§ **Work to be completed**:
Copy everything from the line containing "Look at the UI above and find the stainless steel kitchen" down to the line containing "[0,329,382,480]", swapping "oven door handle" for "range door handle" and leaving the rest unchanged.

###

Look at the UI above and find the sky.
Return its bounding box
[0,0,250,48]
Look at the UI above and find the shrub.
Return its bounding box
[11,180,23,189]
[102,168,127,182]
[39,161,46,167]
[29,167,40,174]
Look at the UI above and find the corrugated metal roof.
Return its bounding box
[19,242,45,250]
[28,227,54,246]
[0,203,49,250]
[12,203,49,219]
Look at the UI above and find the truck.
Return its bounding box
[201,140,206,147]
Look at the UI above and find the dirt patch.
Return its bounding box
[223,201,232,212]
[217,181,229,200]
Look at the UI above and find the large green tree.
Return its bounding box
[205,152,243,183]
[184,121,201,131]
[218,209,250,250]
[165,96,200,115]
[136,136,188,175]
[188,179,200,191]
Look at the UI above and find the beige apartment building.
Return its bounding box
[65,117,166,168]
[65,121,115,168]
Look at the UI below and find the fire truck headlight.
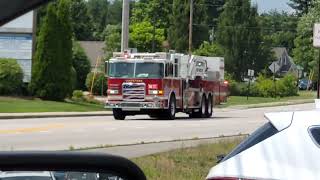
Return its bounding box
[149,90,163,95]
[108,89,119,95]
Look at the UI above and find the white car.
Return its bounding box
[0,171,55,180]
[207,102,320,180]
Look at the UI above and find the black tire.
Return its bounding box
[165,95,177,120]
[189,96,207,118]
[112,109,126,120]
[206,96,213,118]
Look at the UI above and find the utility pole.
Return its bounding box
[152,13,156,53]
[121,0,130,52]
[317,49,320,99]
[189,0,193,55]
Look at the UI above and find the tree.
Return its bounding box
[130,21,165,52]
[30,0,72,100]
[168,0,208,52]
[103,25,121,59]
[70,0,94,41]
[288,0,314,16]
[72,41,91,90]
[0,58,23,95]
[293,0,320,79]
[131,0,173,37]
[193,41,224,57]
[259,11,298,54]
[217,0,270,81]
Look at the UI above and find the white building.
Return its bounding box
[0,11,34,82]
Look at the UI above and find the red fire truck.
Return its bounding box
[105,53,228,120]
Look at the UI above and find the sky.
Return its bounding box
[252,0,293,13]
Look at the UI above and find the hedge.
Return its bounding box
[0,58,23,95]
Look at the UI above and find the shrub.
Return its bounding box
[72,90,84,101]
[0,59,23,95]
[86,72,107,95]
[256,75,275,97]
[276,74,298,97]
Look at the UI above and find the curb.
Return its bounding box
[0,99,314,120]
[218,99,314,110]
[0,111,112,120]
[72,134,249,151]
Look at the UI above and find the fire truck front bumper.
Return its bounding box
[105,101,165,111]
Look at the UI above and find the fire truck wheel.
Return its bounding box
[113,109,126,120]
[189,96,207,118]
[206,96,213,118]
[166,96,176,120]
[199,96,208,118]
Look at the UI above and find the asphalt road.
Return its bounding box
[0,104,314,151]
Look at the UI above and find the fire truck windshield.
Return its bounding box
[109,62,164,78]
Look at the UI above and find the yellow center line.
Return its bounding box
[0,124,65,134]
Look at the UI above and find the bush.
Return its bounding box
[276,74,298,97]
[86,72,107,95]
[228,74,298,97]
[0,59,23,95]
[256,75,275,97]
[72,90,84,101]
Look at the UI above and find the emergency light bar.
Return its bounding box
[113,51,170,59]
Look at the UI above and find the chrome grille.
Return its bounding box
[122,83,146,101]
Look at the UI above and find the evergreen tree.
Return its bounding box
[30,0,72,100]
[72,42,91,90]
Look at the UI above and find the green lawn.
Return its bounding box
[218,91,316,107]
[0,97,104,113]
[133,139,241,180]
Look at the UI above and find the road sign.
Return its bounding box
[248,69,254,77]
[313,23,320,48]
[269,62,280,73]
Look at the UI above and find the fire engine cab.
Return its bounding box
[105,53,228,120]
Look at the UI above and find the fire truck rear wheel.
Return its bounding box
[112,109,126,120]
[189,96,207,118]
[166,96,177,120]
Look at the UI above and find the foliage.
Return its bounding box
[72,90,84,101]
[277,74,298,97]
[289,0,314,16]
[0,58,23,95]
[86,72,108,95]
[30,0,72,100]
[103,25,121,59]
[72,41,91,90]
[131,0,173,38]
[70,0,94,41]
[228,74,298,98]
[130,21,165,52]
[256,74,298,97]
[293,0,320,79]
[193,41,224,57]
[168,0,209,52]
[259,11,298,54]
[217,0,271,81]
[87,0,122,41]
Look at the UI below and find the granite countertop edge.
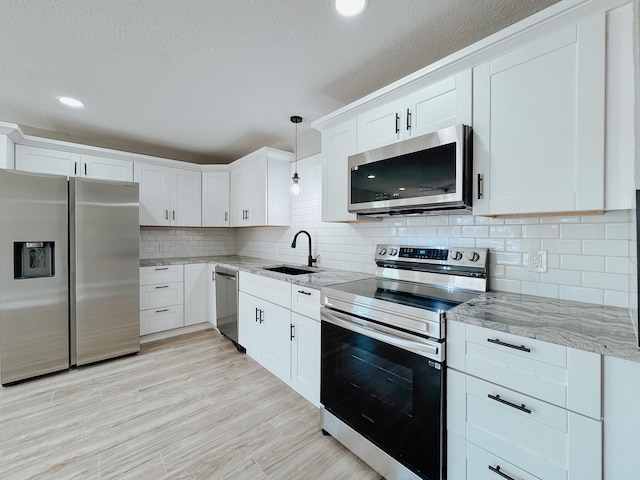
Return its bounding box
[140,255,640,362]
[447,292,640,362]
[140,255,371,290]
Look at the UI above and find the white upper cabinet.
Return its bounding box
[16,145,80,177]
[202,172,230,227]
[16,145,133,182]
[473,13,605,215]
[357,70,472,152]
[80,155,133,182]
[134,162,202,227]
[322,118,358,222]
[231,147,293,227]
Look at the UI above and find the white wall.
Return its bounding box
[235,155,637,307]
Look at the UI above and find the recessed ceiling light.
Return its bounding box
[58,97,84,108]
[335,0,367,17]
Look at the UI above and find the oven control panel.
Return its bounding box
[375,244,488,267]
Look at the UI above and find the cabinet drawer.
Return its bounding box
[464,325,602,420]
[465,376,602,480]
[240,272,291,308]
[466,443,541,480]
[238,272,263,297]
[140,305,184,335]
[291,284,320,321]
[140,282,184,310]
[261,277,291,310]
[140,265,184,285]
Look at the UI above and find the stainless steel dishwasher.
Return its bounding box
[215,265,242,351]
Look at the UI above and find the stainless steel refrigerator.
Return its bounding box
[0,170,140,385]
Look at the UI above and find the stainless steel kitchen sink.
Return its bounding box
[262,265,318,275]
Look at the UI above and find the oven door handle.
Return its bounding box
[321,307,440,357]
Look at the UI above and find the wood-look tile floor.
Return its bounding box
[0,329,382,480]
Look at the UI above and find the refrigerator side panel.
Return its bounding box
[0,170,69,385]
[70,178,140,365]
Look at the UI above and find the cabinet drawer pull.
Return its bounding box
[487,338,531,353]
[487,394,531,414]
[489,465,518,480]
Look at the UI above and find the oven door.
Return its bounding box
[320,307,445,480]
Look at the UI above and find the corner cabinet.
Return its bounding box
[202,172,230,227]
[473,12,606,215]
[231,147,293,227]
[133,162,202,227]
[447,321,603,480]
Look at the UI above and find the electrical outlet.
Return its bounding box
[529,250,547,272]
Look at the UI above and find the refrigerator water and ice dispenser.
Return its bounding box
[13,242,56,280]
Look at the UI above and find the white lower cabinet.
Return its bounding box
[184,263,211,326]
[238,272,320,406]
[140,265,184,335]
[447,322,602,480]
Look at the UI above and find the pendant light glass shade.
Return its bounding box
[289,115,302,196]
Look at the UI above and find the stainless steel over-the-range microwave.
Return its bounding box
[348,125,473,215]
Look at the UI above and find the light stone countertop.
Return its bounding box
[447,292,640,362]
[140,255,640,362]
[140,255,371,289]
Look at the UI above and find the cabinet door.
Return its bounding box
[230,168,249,227]
[207,263,217,327]
[260,300,291,383]
[405,70,472,137]
[358,99,406,152]
[79,155,133,182]
[245,158,267,226]
[322,118,358,222]
[16,145,80,177]
[170,169,202,227]
[202,172,229,227]
[291,313,320,407]
[133,162,171,226]
[473,14,605,215]
[238,292,264,362]
[184,263,211,326]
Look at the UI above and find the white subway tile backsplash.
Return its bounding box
[582,240,629,257]
[522,225,560,238]
[560,255,605,272]
[140,155,638,312]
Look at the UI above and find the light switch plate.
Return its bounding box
[529,250,547,272]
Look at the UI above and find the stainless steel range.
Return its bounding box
[321,245,488,480]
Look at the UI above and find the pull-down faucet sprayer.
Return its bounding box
[291,230,316,267]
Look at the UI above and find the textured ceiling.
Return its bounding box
[0,0,557,163]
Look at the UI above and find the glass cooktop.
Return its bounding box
[327,277,478,313]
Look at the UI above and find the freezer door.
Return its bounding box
[69,178,140,365]
[0,170,69,385]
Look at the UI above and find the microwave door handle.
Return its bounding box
[322,309,439,356]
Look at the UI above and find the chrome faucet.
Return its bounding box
[291,230,316,267]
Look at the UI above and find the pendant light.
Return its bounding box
[290,115,302,196]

###

§ **Task output**:
Look at the UI above and find the stainless steel kitchen sink.
Return its bounding box
[262,265,318,275]
Look at the UI above and find the range door handle.
Return its bounding box
[321,307,440,357]
Look at the UI above and find the wood-look tile floor.
Return its bounding box
[0,329,382,480]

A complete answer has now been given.